All entries need to be written out verbatim, with pictures omitted.

Information provided Start Marker

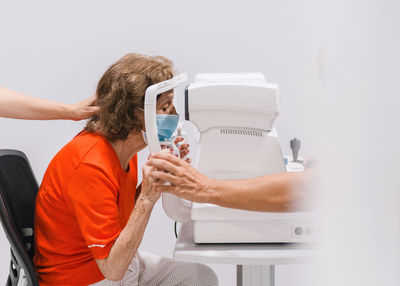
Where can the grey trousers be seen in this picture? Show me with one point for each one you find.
(152, 270)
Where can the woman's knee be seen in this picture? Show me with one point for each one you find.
(202, 275)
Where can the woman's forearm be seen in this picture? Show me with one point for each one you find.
(125, 247)
(274, 193)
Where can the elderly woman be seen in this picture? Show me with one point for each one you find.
(90, 217)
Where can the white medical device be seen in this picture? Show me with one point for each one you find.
(235, 115)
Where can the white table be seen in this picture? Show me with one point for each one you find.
(255, 262)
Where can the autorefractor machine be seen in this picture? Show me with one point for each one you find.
(235, 115)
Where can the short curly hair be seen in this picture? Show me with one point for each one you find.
(121, 90)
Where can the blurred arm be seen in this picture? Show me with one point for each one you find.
(20, 106)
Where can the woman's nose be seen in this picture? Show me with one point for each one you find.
(173, 111)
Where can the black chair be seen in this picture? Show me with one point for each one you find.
(18, 189)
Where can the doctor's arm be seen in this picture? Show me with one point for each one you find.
(20, 106)
(272, 193)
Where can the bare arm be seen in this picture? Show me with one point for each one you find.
(274, 193)
(20, 106)
(125, 246)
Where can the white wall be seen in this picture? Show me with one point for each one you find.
(59, 50)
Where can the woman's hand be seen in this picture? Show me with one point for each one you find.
(148, 194)
(83, 109)
(186, 181)
(183, 148)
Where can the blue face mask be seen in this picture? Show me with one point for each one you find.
(166, 125)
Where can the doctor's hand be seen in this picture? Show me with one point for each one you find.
(83, 109)
(186, 181)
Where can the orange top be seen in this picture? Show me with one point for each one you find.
(83, 203)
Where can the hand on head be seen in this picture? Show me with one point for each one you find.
(83, 109)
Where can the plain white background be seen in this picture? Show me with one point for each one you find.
(337, 66)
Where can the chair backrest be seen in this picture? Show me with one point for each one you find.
(18, 189)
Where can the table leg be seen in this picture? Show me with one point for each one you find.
(255, 275)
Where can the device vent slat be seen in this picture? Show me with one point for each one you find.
(240, 131)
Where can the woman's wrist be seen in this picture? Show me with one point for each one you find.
(211, 191)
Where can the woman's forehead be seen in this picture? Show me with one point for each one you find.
(166, 97)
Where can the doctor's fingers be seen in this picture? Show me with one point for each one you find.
(163, 165)
(166, 177)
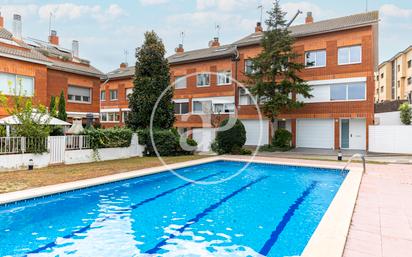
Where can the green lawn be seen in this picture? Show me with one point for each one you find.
(19, 180)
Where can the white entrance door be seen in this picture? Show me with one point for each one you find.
(315, 133)
(357, 134)
(254, 137)
(204, 138)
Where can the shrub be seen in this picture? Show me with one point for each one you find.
(166, 141)
(406, 113)
(231, 140)
(109, 138)
(282, 138)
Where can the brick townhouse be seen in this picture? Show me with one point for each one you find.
(113, 96)
(43, 69)
(344, 53)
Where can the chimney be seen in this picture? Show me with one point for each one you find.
(17, 26)
(53, 38)
(1, 21)
(214, 42)
(258, 27)
(180, 49)
(75, 48)
(309, 18)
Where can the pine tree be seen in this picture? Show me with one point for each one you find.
(62, 115)
(52, 107)
(275, 70)
(152, 77)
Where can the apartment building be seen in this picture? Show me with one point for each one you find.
(114, 94)
(345, 55)
(393, 80)
(42, 69)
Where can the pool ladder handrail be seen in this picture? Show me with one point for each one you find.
(351, 158)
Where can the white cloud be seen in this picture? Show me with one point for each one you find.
(153, 2)
(391, 10)
(73, 11)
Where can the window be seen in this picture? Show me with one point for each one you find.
(180, 82)
(109, 117)
(181, 108)
(352, 91)
(79, 94)
(203, 80)
(224, 108)
(113, 95)
(224, 78)
(125, 116)
(249, 67)
(245, 98)
(103, 95)
(129, 91)
(350, 55)
(11, 84)
(314, 59)
(202, 106)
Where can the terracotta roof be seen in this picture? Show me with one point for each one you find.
(121, 73)
(331, 25)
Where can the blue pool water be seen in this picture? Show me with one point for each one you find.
(268, 210)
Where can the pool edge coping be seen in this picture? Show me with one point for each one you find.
(328, 240)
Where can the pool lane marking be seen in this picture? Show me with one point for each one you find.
(134, 206)
(199, 216)
(285, 219)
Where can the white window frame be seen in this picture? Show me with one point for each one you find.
(107, 120)
(316, 57)
(197, 79)
(348, 48)
(110, 94)
(183, 80)
(77, 101)
(15, 89)
(225, 76)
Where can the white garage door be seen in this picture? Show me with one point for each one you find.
(315, 133)
(204, 138)
(253, 132)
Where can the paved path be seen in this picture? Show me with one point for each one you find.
(382, 222)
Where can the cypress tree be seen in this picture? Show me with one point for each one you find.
(152, 76)
(62, 115)
(275, 70)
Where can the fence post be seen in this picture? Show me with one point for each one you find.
(23, 144)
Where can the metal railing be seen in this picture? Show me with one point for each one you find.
(77, 142)
(16, 145)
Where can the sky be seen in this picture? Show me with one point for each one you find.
(109, 31)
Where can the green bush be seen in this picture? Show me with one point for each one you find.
(166, 141)
(109, 138)
(282, 138)
(231, 140)
(406, 113)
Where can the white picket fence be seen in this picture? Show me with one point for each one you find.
(18, 152)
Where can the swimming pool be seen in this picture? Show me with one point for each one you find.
(268, 210)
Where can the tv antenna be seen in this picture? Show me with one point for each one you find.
(217, 28)
(126, 55)
(261, 13)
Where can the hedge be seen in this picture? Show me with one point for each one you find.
(109, 138)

Information provided End Marker

## Result for this task
Where can the grey trousers be seen in this picture? Show me with one point for each one you find.
(152, 270)
Where can the woman's knee be seen in this picture? Show me with one point for each one you find.
(202, 275)
Where can the woman's forearm be seen in this picture? Show me with one point for each one you find.
(125, 247)
(274, 193)
Where can the elderly woman be seen in this picture? Show me with one point for each one you find.
(90, 217)
Where can the white medical device be seen in this picture? Show me with one point for each one you find.
(235, 115)
Where can the white table be seen in this picture? Show me with one point for each one you find.
(255, 262)
Where can the autorefractor machine be seen in this picture? Show me with one point for each one you find.
(235, 115)
Where can the short curly hair be seen in this picture? Show me with one point for each one you find.
(121, 90)
Where can the blurred arm be seen in this picture? Show me with one point for each one you find.
(20, 106)
Where can the woman's nose be seen in this picture? Show me with one point for each one you find.
(173, 111)
Where can the black chair be seen in this picture? Show me with one point for each one you find.
(18, 189)
Where can the doctor's arm be seen in this picture? Show me with one point for each one you find.
(20, 106)
(272, 193)
Where can the bare arm be seen in this picture? Show me with one point for each one you find.
(274, 193)
(20, 106)
(125, 246)
Where can the white wall be seen in this picture? Show me with one point for each one you find.
(59, 50)
Where can the woman's hand be seen in this picture? Show me with one point for each one you find.
(148, 194)
(83, 109)
(186, 181)
(183, 148)
Where can the blue face mask be seen in this picture? Show me with one point for each one you find.
(166, 125)
Where can the doctor's hand be seen in this picture? Show me with one point for each one you find.
(83, 109)
(186, 181)
Where can the orange top be seen in this picture? Show me with one point for each one you find.
(83, 203)
Where can the hand on head be seen in this picture? Show me with one point for each one you find.
(83, 109)
Where can the plain white background be seen in this picture? Show me with one point for each one you find.
(337, 66)
Where can the chair backrest be seen in this picture? Show me with one point for each one you find.
(18, 189)
Where can the table leg be seen in this picture? Show me with one point for each one you find.
(255, 275)
Where can the device vent slat be seen in this picture? Show me with one point for each one you find.
(240, 131)
Where can the woman's wrist be seen in this picture? Show me with one point for each one you find.
(211, 191)
Where can the woman's forehead be seen in this picture? Show me with one point for each one you find.
(166, 97)
Where can the doctor's fingers be seen in this picture? Show me with one point for each one you find.
(163, 165)
(166, 177)
Where can the green lawn be seen in this picture? Show me with one point for each one you find.
(19, 180)
Where can the white entrance door be seen in this picture? Show me with one point for each one you find.
(315, 133)
(357, 134)
(254, 137)
(204, 138)
Where can the shrub be seen in this picture? Show me with one point for each one you find.
(166, 141)
(406, 113)
(231, 140)
(109, 138)
(282, 138)
Where can the brick townhouse be seen in this picture? Show me with one point for each one you find.
(113, 96)
(43, 69)
(344, 53)
Where can the chimney be seen in this picture? Show me with one point for each one you find.
(17, 26)
(53, 38)
(1, 21)
(214, 42)
(258, 27)
(180, 49)
(75, 48)
(309, 18)
Where can the pine tree be seen in this picture? Show me with one point for each one you find.
(62, 115)
(52, 107)
(275, 70)
(152, 77)
Where can the apartment building be seen in this picture? Show me with one point for each one you find.
(114, 94)
(345, 55)
(393, 80)
(42, 69)
Where can the pool ladder handrail be seen in this picture? Show me with one point for each one you find.
(351, 158)
Where can the white cloud be seen in this picture? Show me with one point for each one you find.
(153, 2)
(391, 10)
(73, 11)
Where can the window be seen in this picture? Show me with one point for each one you find.
(180, 82)
(109, 117)
(181, 108)
(352, 91)
(79, 94)
(203, 80)
(224, 108)
(113, 95)
(224, 78)
(125, 116)
(249, 67)
(245, 98)
(103, 95)
(129, 91)
(350, 55)
(11, 84)
(314, 59)
(202, 106)
Where can the terracotta roof be seen in this picture? Show me with one point for each one you find.
(121, 73)
(331, 25)
Where can the blue pool water be seen in this picture? Show me with one point for each one you find.
(268, 210)
Where can the pool edge coping be seen in this picture? Show me with one point for each one you find.
(328, 240)
Where can the pool lane marking be seen in this picture? Show me with one point for each one you find.
(134, 206)
(199, 216)
(285, 219)
Where can the white window frame be seen in this picture? Show me with one point for each one you find.
(107, 120)
(316, 57)
(197, 79)
(348, 48)
(110, 94)
(183, 80)
(77, 101)
(15, 89)
(225, 76)
Where can the white garage door be seen in this picture? Show me with one point for each one you find.
(315, 133)
(204, 138)
(253, 132)
Where can the paved path be seen in this picture? Show me with one point for each one you find.
(382, 222)
Where can the cypress tree be seen in this picture? Show me with one point for each one you find.
(152, 76)
(62, 115)
(275, 70)
Where can the fence post be seen in this picture? Show me with one point for each one you find.
(23, 144)
Where can the metal railing be seen in this picture? Show me with one point for each one you find.
(77, 142)
(16, 145)
Where can the sky be seen in this picture? Show me with one point for each one you find.
(109, 31)
Where can the green bush be seen in this picture? Show me with one point for each one you find.
(166, 141)
(109, 138)
(282, 138)
(231, 140)
(406, 113)
Where can the white picket fence be seen in this picture? Show me with one point for each one you find.
(18, 152)
Where can the swimming pool be seen in this picture? Show me with one point for each one you find.
(268, 210)
Where can the tv antenna be seen in this picture? Show me with one point for each one you find.
(217, 28)
(126, 55)
(261, 13)
Where can the hedge be seen in this picture? Show me with one point for each one you find.
(109, 138)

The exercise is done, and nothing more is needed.